+++ TEXTO SELECIONADO

São Paulo, segunda-feira, 12 de dezembro de 1994
Próximo Texto | Índice

Independência ou morte

Das muitas providências que ainda se fazem necessárias para garantir rumo seguro à estabilização brasileira, provavelmente a maioria se situa no campo da reforma institucional. O país não apenas se acostumou à inflação, como também forjou regras e costumes inflacionários. Não é possível romper com o passado se não se substituírem as instituições do passado.
Conquistar a independência do Banco Central é um dos maiores desafios. A roleta de diretores e presidentes dos últimos anos já diz muito das dificuldades em causa. Ajudaria, por exemplo, definir regras que garantissem estabilidade às equipes que se ocupam de defender a moeda. Seria útil que os mandatos dos diretores do Banco Central e o do presidente da República não mais coincidissem.
Reformar instituições, entretanto, não equivale a escrever novas regras. Em particular no Brasil, onde já é praxe perguntar primeiro se uma nova regra vai ou não "pegar".

++++++
+++ DADOS FORNECIDOS

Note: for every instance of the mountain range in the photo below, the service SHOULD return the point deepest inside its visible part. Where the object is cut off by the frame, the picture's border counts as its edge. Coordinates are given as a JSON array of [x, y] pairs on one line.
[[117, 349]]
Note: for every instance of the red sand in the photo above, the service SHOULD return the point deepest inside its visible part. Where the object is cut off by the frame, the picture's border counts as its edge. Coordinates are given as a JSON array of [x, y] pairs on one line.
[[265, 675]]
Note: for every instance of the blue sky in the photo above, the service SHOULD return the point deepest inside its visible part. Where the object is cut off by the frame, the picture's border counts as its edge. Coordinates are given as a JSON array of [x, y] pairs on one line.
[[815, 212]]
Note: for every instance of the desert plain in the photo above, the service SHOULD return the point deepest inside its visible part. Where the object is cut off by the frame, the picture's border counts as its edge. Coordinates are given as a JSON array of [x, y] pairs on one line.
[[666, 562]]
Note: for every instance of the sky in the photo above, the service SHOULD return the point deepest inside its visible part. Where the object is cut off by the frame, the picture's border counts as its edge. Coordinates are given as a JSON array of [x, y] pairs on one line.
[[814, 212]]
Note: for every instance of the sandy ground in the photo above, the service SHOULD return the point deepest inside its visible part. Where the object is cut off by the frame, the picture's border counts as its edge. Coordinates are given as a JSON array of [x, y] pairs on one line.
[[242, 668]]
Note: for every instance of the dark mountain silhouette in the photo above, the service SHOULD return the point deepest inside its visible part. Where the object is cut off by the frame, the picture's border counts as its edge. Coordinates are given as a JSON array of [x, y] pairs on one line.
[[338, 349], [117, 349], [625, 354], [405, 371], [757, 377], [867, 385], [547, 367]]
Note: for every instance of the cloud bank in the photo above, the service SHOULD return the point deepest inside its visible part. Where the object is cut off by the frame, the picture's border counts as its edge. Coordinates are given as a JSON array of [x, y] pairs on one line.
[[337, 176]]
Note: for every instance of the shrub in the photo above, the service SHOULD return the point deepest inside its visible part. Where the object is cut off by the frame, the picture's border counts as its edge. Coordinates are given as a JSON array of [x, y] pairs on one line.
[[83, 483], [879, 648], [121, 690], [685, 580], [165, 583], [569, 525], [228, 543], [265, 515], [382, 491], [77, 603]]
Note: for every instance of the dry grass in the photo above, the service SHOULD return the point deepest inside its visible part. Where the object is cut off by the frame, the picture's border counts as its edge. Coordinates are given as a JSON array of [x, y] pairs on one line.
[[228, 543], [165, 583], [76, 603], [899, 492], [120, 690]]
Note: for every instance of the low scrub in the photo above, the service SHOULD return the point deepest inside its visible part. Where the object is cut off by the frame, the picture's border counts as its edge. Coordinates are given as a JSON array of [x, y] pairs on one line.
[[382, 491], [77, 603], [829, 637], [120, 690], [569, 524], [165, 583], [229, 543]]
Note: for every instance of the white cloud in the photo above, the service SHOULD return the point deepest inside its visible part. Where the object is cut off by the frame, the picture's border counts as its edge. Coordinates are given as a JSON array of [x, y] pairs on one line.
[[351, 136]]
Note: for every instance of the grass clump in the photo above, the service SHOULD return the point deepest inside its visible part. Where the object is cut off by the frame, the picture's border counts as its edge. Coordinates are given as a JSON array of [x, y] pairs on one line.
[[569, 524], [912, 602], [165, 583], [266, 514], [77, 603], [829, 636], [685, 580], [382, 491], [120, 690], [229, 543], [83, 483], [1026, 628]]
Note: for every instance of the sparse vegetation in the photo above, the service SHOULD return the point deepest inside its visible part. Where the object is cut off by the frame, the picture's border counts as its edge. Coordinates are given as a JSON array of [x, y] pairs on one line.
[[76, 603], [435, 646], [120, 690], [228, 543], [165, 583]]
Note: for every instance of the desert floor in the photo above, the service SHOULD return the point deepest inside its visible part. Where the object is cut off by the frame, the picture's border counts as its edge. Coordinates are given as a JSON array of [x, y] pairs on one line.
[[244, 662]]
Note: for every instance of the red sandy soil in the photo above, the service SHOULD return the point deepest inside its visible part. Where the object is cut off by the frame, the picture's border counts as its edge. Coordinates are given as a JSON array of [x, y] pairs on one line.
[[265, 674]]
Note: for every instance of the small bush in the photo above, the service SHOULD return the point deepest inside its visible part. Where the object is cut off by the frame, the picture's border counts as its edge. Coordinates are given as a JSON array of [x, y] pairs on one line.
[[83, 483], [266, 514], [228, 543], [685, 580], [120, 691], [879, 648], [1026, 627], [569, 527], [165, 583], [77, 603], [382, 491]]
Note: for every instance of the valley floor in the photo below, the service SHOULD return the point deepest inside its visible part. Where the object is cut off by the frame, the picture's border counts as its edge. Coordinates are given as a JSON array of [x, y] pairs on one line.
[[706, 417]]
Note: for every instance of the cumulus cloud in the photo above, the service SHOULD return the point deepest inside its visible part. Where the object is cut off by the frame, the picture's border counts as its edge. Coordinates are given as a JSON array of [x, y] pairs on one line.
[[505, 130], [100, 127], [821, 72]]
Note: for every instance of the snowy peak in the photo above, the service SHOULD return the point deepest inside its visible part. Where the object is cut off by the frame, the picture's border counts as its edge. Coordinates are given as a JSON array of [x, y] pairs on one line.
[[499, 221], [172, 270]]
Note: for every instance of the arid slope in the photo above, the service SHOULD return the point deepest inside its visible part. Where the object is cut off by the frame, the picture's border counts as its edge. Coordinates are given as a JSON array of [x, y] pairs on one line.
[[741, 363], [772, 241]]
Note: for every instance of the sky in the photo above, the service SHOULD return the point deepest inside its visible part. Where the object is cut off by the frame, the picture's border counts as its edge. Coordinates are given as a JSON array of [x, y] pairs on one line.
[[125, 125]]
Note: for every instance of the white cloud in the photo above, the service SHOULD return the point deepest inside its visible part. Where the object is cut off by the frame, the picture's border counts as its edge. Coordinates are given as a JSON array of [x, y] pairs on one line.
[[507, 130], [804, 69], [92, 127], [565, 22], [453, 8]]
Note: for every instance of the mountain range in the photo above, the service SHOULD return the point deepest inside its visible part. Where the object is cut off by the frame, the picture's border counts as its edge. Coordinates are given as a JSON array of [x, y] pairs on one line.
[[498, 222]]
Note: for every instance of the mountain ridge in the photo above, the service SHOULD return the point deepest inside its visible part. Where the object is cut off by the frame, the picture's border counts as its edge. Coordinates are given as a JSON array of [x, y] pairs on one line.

++++++

▶ **O QUE SE PEDE**: Transcreva na íntegra o texto selecionado, sem qualquer alteração.

▶ **RESPOSTA DO EXERCÍCIO**:
São Paulo, segunda-feira, 12 de dezembro de 1994
Próximo Texto | Índice

Independência ou morte

Das muitas providências que ainda se fazem necessárias para garantir rumo seguro à estabilização brasileira, provavelmente a maioria se situa no campo da reforma institucional. O país não apenas se acostumou à inflação, como também forjou regras e costumes inflacionários. Não é possível romper com o passado se não se substituírem as instituições do passado.
Conquistar a independência do Banco Central é um dos maiores desafios. A roleta de diretores e presidentes dos últimos anos já diz muito das dificuldades em causa. Ajudaria, por exemplo, definir regras que garantissem estabilidade às equipes que se ocupam de defender a moeda. Seria útil que os mandatos dos diretores do Banco Central e o do presidente da República não mais coincidissem.
Reformar instituições, entretanto, não equivale a escrever novas regras. Em particular no Brasil, onde já é praxe perguntar primeiro se uma nova regra vai ou não "pegar".